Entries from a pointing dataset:
------------

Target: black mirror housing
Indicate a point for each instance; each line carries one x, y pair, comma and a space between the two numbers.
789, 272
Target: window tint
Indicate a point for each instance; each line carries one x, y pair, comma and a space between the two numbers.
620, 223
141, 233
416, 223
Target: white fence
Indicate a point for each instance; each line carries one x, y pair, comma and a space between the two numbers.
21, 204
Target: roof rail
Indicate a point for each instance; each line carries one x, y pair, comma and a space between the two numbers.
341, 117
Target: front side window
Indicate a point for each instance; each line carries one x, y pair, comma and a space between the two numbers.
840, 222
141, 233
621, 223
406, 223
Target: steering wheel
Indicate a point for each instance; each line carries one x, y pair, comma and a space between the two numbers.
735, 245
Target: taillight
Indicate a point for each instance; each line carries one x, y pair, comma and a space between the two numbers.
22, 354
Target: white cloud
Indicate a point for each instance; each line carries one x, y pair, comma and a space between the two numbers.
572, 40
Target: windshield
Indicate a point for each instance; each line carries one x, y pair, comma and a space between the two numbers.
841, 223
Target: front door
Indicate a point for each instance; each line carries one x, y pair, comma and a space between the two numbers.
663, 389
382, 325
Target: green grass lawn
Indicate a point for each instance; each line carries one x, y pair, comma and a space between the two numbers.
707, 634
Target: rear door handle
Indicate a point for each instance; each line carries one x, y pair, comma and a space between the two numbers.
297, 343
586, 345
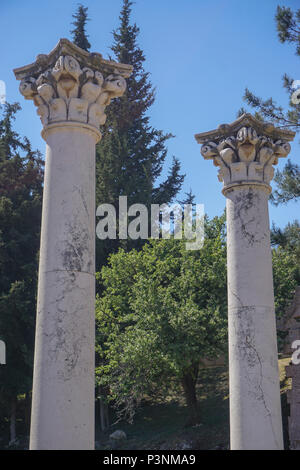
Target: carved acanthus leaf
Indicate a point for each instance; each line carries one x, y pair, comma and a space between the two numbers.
72, 85
248, 154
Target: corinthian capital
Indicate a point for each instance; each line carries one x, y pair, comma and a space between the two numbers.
70, 84
246, 150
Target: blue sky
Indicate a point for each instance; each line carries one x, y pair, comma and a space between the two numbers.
201, 55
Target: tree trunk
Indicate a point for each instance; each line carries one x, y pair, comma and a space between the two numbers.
13, 416
188, 382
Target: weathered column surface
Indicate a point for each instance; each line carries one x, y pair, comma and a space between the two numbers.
246, 151
71, 89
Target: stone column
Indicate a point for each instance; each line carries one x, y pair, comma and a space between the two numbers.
246, 151
71, 89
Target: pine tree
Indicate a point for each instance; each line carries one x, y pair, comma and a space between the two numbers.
288, 180
131, 155
80, 38
21, 176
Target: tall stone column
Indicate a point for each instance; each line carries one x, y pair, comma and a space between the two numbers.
245, 151
71, 89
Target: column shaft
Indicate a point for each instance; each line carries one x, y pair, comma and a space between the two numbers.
255, 408
63, 385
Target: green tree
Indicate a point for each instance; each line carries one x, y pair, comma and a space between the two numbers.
288, 180
21, 175
132, 153
286, 264
79, 35
162, 311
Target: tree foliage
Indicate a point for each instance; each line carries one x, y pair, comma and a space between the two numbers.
131, 155
21, 175
79, 35
162, 311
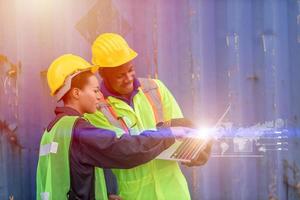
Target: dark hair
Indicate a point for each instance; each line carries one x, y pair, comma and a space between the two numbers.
79, 81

------------

• [What is needed]:
Every entry must be transcribed exactly. Pictures do not belong in the copy.

• [Output for this exercise]:
Target: black mirror housing
Indicate a point for each instance; each line carries one x, y pair, comma and a space between the two numbers.
789, 272
Target: window tint
Indicate a point for each instance; each line carries one x, y pair, comma and a space between the two numbers.
620, 223
141, 233
416, 223
Target: white fence
Indicate a point for each instance; each line carries one x, y pair, comma and a space between the two numbers.
21, 204
Target: roof rail
Indicate a point for each instance; each line carries one x, y pair, comma and a space between the two numbers.
341, 117
Target: front side window
Indicate a point for each instance; each line carries one x, y pair, comma and a space between the two numbers.
840, 222
141, 233
621, 223
406, 223
Target: steering wheel
Indicate a point for each instance; each line carries one x, y pair, comma and a space between the two numbers.
735, 245
Target: taillight
Indicate a point for each instance; each line carries one x, y pair, comma and a space between the two numbers.
22, 354
Target: white cloud
Indicate a point for each instance; each line carries one x, y pair, comma and a space between the two numbers.
572, 40
Target: windshield
Indicate a point for each instance; each line carries one x, y pair, comma and a space between the two numbers.
841, 223
Target: front door
Indicate a point for each instance; each line carries one x, y pair, comma and a space between the two numbers.
663, 389
382, 325
Target: green grass lawn
Indicate a point for each instance; each line carries one x, y pair, comma and a space between the two numbers.
707, 634
Target: rear door handle
Indicate a point for each instance; each line carries one x, y pair, comma and a space between the two numbers.
297, 343
586, 345
Target: carved acanthus leaf
Indicate a point for each instance; each line carries one x, y pair, comma and a space between the two numbers.
72, 85
248, 154
Target: corinthian capital
Indicate a point for each instance; each line carries one x, y pair, comma and a space between the two numbers.
70, 84
246, 150
Target: blue sky
Indicate a point for each instance; each line carries one x, y pair, comma and a space between the two numbers.
201, 55
Target: tree trunk
Indicate a point for each instance; each line carries one x, y pair, comma and a space between the two numbers.
13, 416
188, 382
Target: weathered column surface
Indicate a point for each instance; each line carries one x, y pair, comma and a space between the two numbers.
246, 151
71, 89
Target: stone column
Indicate a point for each instance; each line carries one x, y pair, comma and a space between the two numbers.
246, 151
71, 89
Target: pine tree
Indicate a point for each instance; each line carries one x, y pair, comma and a space between the two numbers.
288, 180
131, 155
80, 38
21, 176
Target: tall stone column
Indicate a point for each instance; each line carries one x, y pair, comma and a space between the two numbers.
245, 151
71, 89
Target: column shaft
Indicate a point for each instance; each line carries one x, y pair, comma and a space between the two numbers.
255, 408
63, 385
Target: green tree
Indicate a point for each instance; each line carries one x, y pair, comma and a space between the two numbers.
288, 180
21, 175
132, 153
286, 264
79, 35
162, 311
Target: tree foliage
Indicate a point for each instance; each line carries one x, y pair, comma and a space between the two numbers.
131, 155
21, 175
79, 35
162, 311
Target: dark hair
Indicate a point for each instance; each line carries one x, y pair, comma and a space between the two numbers.
79, 81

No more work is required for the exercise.